> _TASK DIRECTIONS_
Format the lines below as a JSON list of strings, one string per line, covering everything from the line containing "Target: car front grille" down through the very last line, both included. Leave out blank lines.
=== RECORDS FOR THIS EXERCISE ===
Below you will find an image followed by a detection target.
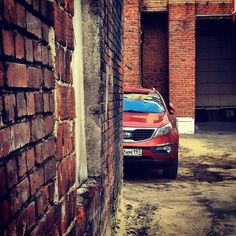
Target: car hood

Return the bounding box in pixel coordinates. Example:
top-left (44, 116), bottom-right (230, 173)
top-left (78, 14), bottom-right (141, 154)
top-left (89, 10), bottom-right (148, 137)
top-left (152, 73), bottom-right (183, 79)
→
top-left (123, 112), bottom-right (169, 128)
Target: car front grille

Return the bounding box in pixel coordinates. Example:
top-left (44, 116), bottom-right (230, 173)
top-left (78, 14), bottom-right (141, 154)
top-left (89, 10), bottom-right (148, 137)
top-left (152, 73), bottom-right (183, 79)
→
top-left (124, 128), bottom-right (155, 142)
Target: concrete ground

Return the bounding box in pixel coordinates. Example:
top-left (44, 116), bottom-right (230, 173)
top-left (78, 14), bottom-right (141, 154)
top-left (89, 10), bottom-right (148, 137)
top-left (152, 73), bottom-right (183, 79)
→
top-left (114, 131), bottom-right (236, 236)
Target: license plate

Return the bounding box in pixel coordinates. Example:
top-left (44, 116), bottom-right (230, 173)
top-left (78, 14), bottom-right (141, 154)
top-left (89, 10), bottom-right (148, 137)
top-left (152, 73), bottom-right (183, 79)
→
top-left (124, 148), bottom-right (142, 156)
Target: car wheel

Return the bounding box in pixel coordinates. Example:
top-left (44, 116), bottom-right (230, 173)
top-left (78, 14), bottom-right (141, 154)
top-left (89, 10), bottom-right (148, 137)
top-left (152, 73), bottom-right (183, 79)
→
===
> _COMPLETE OUTPUT_
[
  "Target: car front grille",
  "Return the bounding box in pixel coordinates. Example:",
  "top-left (44, 116), bottom-right (230, 173)",
  "top-left (78, 14), bottom-right (141, 154)",
  "top-left (89, 10), bottom-right (148, 137)",
  "top-left (152, 73), bottom-right (183, 79)",
  "→",
  "top-left (124, 128), bottom-right (155, 142)",
  "Target: concrete ground",
  "Return the bounding box in pixel coordinates. Example:",
  "top-left (44, 116), bottom-right (230, 173)",
  "top-left (78, 14), bottom-right (141, 154)",
  "top-left (89, 10), bottom-right (148, 137)",
  "top-left (152, 73), bottom-right (183, 79)",
  "→",
  "top-left (114, 131), bottom-right (236, 236)",
  "Target: license plate",
  "Return the bounding box in pixel coordinates. Example:",
  "top-left (44, 116), bottom-right (230, 173)",
  "top-left (78, 14), bottom-right (141, 154)",
  "top-left (89, 10), bottom-right (148, 137)",
  "top-left (152, 73), bottom-right (183, 79)",
  "→",
  "top-left (124, 148), bottom-right (142, 156)",
  "Target: car wheel",
  "Return the bounding box in pixel coordinates. Example:",
  "top-left (44, 116), bottom-right (230, 173)",
  "top-left (78, 14), bottom-right (141, 154)",
  "top-left (89, 10), bottom-right (148, 137)",
  "top-left (152, 73), bottom-right (183, 79)",
  "→"
]